*** Opening Data ***
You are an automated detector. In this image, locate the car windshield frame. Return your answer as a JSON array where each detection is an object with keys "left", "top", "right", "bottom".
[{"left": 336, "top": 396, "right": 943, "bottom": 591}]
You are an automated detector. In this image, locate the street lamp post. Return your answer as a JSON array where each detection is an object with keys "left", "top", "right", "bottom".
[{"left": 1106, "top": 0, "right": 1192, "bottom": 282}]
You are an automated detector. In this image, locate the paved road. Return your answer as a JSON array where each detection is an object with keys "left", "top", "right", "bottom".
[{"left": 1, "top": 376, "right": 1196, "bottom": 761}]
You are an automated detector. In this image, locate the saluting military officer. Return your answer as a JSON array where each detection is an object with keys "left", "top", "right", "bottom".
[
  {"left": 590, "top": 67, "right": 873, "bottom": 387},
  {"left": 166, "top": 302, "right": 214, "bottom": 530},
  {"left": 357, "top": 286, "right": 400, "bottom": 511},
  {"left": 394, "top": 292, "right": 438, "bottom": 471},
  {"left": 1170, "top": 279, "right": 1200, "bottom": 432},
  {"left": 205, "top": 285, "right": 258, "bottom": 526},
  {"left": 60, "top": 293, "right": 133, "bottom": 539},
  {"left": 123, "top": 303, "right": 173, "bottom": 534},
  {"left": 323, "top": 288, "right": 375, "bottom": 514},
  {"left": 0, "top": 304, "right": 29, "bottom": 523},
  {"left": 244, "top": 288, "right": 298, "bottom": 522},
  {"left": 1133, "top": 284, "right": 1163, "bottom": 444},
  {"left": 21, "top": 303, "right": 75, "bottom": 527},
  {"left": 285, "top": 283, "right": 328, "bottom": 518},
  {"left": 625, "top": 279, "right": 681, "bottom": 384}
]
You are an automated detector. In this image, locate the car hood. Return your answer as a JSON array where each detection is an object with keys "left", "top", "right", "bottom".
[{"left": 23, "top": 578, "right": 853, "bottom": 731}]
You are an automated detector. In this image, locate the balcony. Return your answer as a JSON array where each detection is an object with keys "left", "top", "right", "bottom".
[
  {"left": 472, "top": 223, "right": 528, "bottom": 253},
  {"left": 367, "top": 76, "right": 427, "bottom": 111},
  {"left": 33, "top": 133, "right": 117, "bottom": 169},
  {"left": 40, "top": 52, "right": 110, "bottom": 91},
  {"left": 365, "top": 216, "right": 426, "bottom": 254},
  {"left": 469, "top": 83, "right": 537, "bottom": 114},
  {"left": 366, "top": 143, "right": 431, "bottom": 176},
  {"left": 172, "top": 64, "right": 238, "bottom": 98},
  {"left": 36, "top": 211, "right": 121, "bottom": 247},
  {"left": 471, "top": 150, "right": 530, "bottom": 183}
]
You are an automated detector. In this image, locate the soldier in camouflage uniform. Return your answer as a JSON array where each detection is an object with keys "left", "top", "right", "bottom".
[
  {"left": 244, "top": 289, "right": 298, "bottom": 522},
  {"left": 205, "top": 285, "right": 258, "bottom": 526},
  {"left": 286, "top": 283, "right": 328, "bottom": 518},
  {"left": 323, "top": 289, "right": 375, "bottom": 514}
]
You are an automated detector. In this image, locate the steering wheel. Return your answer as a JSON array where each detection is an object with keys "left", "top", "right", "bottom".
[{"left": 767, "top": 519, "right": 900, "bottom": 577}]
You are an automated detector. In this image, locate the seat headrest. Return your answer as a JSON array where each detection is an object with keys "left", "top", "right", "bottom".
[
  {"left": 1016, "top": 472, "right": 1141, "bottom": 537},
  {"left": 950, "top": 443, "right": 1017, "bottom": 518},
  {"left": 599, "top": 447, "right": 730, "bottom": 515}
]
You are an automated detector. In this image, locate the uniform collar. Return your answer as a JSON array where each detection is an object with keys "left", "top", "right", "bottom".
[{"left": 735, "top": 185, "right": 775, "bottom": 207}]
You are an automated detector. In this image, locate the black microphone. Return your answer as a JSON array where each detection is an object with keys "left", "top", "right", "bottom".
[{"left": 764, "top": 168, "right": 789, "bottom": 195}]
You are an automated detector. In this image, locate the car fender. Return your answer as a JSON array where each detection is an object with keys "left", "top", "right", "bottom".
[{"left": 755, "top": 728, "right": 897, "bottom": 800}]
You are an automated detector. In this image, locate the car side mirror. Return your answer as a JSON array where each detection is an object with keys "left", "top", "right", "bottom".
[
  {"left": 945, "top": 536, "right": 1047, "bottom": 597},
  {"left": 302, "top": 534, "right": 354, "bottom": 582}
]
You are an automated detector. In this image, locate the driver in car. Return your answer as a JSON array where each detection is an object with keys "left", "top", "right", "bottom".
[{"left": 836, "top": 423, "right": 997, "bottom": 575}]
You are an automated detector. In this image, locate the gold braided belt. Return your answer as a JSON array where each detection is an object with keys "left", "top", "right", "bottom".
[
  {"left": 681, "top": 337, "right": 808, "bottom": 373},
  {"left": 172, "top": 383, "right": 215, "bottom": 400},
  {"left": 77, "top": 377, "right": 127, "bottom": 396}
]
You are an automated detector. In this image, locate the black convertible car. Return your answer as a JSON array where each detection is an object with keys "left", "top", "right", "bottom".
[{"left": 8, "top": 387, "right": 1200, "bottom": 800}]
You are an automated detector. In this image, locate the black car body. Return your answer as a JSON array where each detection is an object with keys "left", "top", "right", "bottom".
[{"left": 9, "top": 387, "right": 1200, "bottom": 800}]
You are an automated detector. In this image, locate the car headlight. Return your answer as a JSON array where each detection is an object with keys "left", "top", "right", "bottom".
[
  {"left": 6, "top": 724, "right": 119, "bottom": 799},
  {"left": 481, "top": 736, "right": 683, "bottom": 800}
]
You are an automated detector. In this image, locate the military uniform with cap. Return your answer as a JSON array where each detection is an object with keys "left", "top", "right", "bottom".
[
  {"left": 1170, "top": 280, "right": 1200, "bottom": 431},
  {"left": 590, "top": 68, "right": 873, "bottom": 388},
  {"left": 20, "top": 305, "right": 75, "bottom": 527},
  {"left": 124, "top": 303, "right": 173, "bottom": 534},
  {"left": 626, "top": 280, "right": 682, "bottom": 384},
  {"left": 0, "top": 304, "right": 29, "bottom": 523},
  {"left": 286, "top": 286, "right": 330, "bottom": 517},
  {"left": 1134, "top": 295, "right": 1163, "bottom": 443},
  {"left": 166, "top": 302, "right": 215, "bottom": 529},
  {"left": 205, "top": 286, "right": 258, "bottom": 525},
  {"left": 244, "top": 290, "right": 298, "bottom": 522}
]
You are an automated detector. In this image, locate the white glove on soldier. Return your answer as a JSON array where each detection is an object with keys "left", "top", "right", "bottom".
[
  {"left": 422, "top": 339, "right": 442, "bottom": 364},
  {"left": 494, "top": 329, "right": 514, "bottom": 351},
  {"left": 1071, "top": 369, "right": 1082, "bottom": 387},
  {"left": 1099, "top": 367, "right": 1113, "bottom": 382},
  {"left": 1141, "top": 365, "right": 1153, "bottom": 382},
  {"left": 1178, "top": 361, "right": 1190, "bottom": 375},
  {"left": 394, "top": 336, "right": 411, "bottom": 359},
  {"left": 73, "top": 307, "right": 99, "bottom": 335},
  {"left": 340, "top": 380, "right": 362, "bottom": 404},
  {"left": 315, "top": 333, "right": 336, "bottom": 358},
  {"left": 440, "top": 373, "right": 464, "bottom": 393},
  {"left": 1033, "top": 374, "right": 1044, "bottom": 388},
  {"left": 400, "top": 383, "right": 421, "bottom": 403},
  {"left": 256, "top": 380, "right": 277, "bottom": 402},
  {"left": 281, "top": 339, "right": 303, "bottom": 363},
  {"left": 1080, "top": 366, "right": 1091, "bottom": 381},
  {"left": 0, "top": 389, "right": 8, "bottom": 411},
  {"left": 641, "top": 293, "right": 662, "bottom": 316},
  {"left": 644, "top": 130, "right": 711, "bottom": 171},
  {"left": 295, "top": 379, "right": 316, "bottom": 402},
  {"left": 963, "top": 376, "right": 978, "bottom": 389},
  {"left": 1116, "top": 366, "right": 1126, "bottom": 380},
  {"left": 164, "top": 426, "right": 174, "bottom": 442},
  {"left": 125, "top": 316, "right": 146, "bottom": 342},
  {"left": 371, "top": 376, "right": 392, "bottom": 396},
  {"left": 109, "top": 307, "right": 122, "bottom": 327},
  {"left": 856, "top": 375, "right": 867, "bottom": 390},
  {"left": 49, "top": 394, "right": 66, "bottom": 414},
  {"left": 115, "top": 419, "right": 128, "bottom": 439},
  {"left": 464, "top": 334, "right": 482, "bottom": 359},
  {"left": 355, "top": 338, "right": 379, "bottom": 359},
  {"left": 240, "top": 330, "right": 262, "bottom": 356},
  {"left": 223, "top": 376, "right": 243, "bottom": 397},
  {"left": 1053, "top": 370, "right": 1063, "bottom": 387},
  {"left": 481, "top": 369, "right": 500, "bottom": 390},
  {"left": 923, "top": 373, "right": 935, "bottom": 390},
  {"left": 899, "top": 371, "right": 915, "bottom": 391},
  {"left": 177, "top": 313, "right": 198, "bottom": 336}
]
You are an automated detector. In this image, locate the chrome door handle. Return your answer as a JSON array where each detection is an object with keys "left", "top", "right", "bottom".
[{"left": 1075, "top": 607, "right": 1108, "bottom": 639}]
*** Closing Data ***
* To do:
Give back the lines above exactly, from the one with "You are an automated detector. In this image, locate the chrome" through the last line.

* Result of the task:
You are an automated detector. In this image, locate the chrome door handle. Return your answer as a JSON array where each detection is an object with keys "left", "top", "right", "bottom".
[{"left": 1075, "top": 607, "right": 1108, "bottom": 639}]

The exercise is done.